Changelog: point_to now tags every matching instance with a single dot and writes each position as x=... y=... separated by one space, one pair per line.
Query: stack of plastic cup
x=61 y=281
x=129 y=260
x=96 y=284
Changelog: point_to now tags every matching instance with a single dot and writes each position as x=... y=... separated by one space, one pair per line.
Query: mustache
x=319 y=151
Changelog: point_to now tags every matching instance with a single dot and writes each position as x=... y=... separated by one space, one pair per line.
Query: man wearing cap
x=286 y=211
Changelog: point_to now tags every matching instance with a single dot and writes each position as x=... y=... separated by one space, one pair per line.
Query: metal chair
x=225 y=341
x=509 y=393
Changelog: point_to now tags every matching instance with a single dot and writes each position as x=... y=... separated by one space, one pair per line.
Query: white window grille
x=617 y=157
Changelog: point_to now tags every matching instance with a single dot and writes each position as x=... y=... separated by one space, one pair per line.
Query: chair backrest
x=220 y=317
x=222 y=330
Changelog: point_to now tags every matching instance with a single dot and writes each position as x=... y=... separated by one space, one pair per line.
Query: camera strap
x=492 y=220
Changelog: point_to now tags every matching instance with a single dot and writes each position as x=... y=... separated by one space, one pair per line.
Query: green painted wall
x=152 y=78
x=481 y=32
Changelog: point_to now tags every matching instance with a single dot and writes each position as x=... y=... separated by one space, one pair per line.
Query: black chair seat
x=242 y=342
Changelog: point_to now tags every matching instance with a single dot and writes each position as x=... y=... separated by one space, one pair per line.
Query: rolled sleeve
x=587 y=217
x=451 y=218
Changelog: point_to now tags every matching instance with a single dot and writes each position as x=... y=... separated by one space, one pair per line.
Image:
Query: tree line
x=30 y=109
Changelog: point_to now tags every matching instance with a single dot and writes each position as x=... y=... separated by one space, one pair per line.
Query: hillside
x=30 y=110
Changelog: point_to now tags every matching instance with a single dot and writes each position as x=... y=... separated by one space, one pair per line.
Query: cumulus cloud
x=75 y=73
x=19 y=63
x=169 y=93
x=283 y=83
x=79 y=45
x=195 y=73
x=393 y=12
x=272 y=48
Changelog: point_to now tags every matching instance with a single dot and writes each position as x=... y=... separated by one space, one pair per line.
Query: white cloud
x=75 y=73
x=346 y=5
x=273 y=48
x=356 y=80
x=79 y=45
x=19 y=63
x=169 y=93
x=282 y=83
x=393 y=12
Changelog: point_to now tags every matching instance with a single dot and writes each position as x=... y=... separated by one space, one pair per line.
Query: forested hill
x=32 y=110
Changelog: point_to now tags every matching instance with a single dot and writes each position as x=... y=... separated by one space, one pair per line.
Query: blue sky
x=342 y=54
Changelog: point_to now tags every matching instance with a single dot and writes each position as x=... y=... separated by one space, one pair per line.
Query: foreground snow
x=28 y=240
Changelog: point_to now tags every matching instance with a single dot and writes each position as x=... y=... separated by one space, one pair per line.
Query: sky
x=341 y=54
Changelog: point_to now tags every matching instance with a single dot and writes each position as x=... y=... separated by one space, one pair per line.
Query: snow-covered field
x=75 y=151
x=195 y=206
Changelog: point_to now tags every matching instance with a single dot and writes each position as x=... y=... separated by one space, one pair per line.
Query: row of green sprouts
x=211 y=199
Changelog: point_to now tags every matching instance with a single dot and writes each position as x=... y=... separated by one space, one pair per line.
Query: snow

━━━━━━━━

▶ _WORK TO COMPLETE_:
Copy every entry above word for word, keeping each line as it stands.

▶ _ANSWER FOR THE TASK_:
Changelog: point_to now tags every matching instance with a single dot and writes each position as x=... y=... separated by one space, one pair per line.
Query: stack of plastic cup
x=61 y=281
x=129 y=260
x=96 y=284
Changelog: point_to now tags every matching instance with a single dot and writes each position as x=... y=... separated by one space, one pair per line.
Query: mustache
x=319 y=151
Changelog: point_to now tags every matching instance with a single dot and writes each position as x=... y=... separated by one space, one pair per line.
Query: man wearing cap
x=286 y=211
Changelog: point_to now tags every matching instance with a single dot and writes each position as x=... y=... separated by one space, one pair per line.
Query: metal chair
x=225 y=341
x=509 y=393
Changelog: point_to now tags every matching instance with a single dot and writes each position as x=... y=... separated by one space, one pair per line.
Query: white window grille
x=617 y=157
Changelog: point_to now tags every matching instance with a single dot and writes each position as x=... y=... separated by one space, one pair per line.
Query: chair backrest
x=220 y=317
x=222 y=330
Changelog: point_to now tags every matching instance with a single dot and writes each position as x=... y=... separated by one space, one pair per line.
Query: camera strap
x=492 y=220
Changelog: point_to now tags every matching instance with a single dot and writes each position as x=... y=... separated by one space, one pair per line.
Query: green painted wall
x=152 y=78
x=481 y=32
Changelog: point_to now tags every matching instance with a single dot and writes each position as x=... y=... separated by one space, one pair per line.
Query: black chair seat
x=242 y=342
Changelog: point_to now tags every matching instance with a single dot and writes each position as x=... y=... separated by one space, one pair per line.
Query: rolled sleeve
x=587 y=217
x=451 y=218
Changelog: point_to now tags every matching instance with a single dot and writes each position as x=... y=... separated by one space, one pair per line.
Image:
Query: tree line
x=30 y=109
Changelog: point_to now tags every matching instance with a single dot and writes each position as x=... y=... separated by one space, one pair per line.
Query: hillside
x=30 y=110
Changelog: point_to now tags every matching instance with a single dot and writes each position as x=... y=... separated by one space, one pair per line.
Query: cumulus cloud
x=75 y=73
x=19 y=63
x=169 y=93
x=283 y=83
x=79 y=45
x=195 y=73
x=393 y=12
x=272 y=48
Changelog: point_to now tags every matching instance with a single dot and writes each position as x=... y=... separated by one space, one pair per line.
Query: white cloud
x=75 y=73
x=346 y=5
x=273 y=48
x=356 y=80
x=79 y=45
x=19 y=63
x=169 y=93
x=282 y=83
x=393 y=12
Changelog: point_to now tags every matching instance with a single dot and writes each position as x=... y=... separated by one space, one pair per line.
Query: forested hill
x=32 y=110
Changelog: point_to now tags every matching instance with a single dot and writes each position as x=... y=... separated by one space, one pair per line.
Query: blue sky
x=342 y=54
Changelog: point_to now tags every matching instance with a single dot and writes each position as x=... y=... separated by one space, one pair per line.
Query: foreground snow
x=28 y=240
Changelog: point_to now tags every matching instance with a single dot and writes each position as x=... y=... separated by one space, one pair per line.
Query: sky
x=341 y=54
Changelog: point_to now tags every matching instance with a single dot and writes each position as x=... y=... separated by one space, one pair per line.
Query: snow-covered field
x=75 y=151
x=195 y=206
Changelog: point_to now tags every matching instance with a single dot and writes each position as x=... y=... separated by one space, one pair per line.
Query: row of green sprouts
x=211 y=199
Changelog: point_to now tags every matching instance with a single dot and writes each position as x=... y=... separated by one space, one pair per line.
Query: snow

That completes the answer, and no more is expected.